Region outline entries:
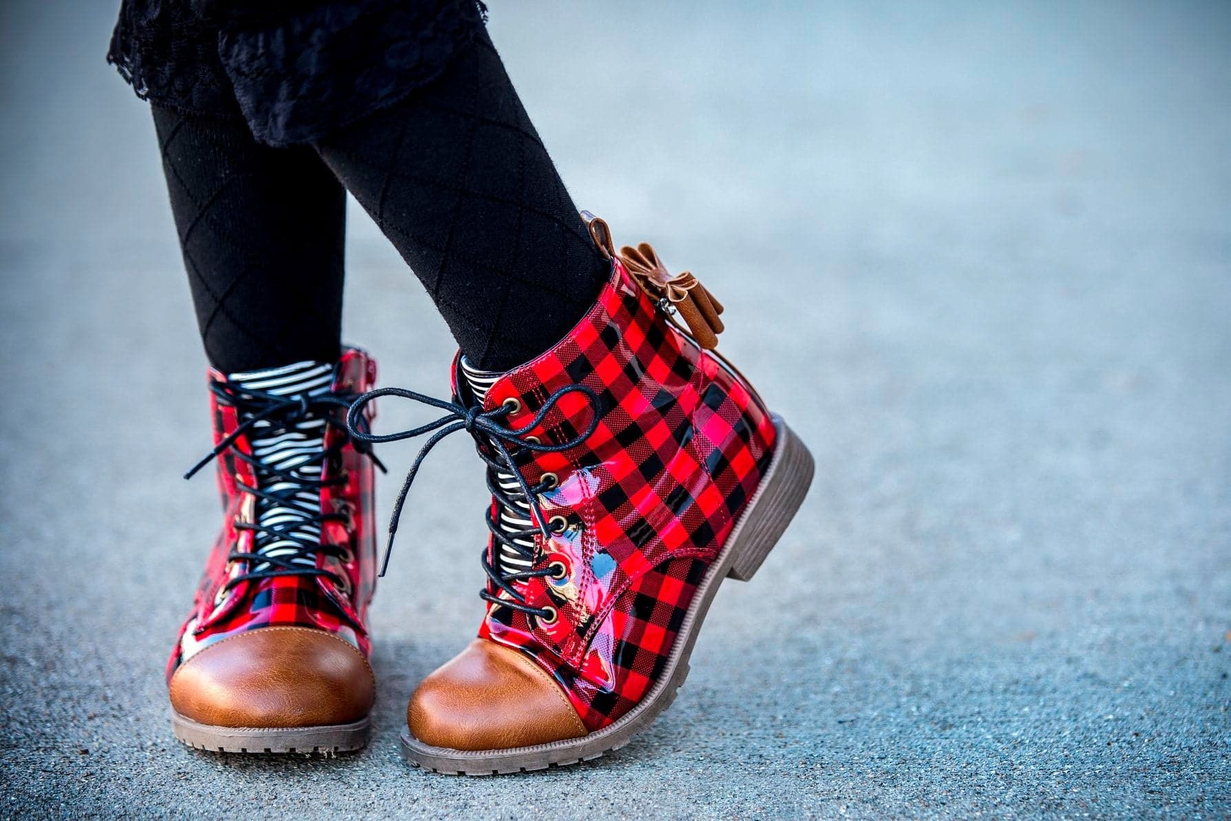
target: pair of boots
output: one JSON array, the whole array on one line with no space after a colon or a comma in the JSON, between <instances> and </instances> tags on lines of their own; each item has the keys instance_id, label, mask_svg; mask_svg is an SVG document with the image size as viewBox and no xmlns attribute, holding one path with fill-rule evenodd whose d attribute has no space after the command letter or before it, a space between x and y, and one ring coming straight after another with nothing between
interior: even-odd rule
<instances>
[{"instance_id":1,"label":"pair of boots","mask_svg":"<svg viewBox=\"0 0 1231 821\"><path fill-rule=\"evenodd\" d=\"M648 245L616 252L606 224L587 222L612 260L595 306L507 373L475 374L459 356L452 401L373 390L374 362L356 348L316 390L287 390L303 375L293 369L211 373L225 519L167 667L181 741L227 752L366 743L371 447L431 435L396 523L422 459L457 431L475 438L492 492L486 613L412 695L406 758L469 774L572 763L623 746L671 703L719 583L756 572L803 502L812 459L713 352L716 300ZM444 415L375 436L382 395ZM313 425L319 447L297 451Z\"/></svg>"}]
</instances>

# DIRECTIONS FOR THIS TASK
Please extract every line above without changing a single character, leaving the pictures out of your answer.

# WRITTEN RESPONSE
target: pair of boots
output: one JSON array, the whole array on one line with no space after a colon or a comma in the JSON, between <instances> and </instances> tags on lines of their own; each item has the keys instance_id, label, mask_svg; mask_svg is an SVG document with the image size as viewBox and no xmlns attribute, holding one path with fill-rule evenodd whose d attribute has no space after the command letter or before it, a space between x and y, and one ring coming straight after another with nothing between
interior: even-odd rule
<instances>
[{"instance_id":1,"label":"pair of boots","mask_svg":"<svg viewBox=\"0 0 1231 821\"><path fill-rule=\"evenodd\" d=\"M648 245L616 252L606 224L587 222L612 260L595 306L507 373L475 374L459 356L452 401L373 390L374 362L356 348L316 390L287 390L303 375L293 369L211 373L225 519L167 667L181 741L227 752L366 743L371 447L431 435L396 523L422 459L457 431L475 438L492 492L486 613L412 695L406 758L469 774L572 763L623 746L671 703L719 583L756 572L803 502L812 459L713 352L716 300ZM444 415L375 436L382 395ZM313 425L319 447L297 451Z\"/></svg>"}]
</instances>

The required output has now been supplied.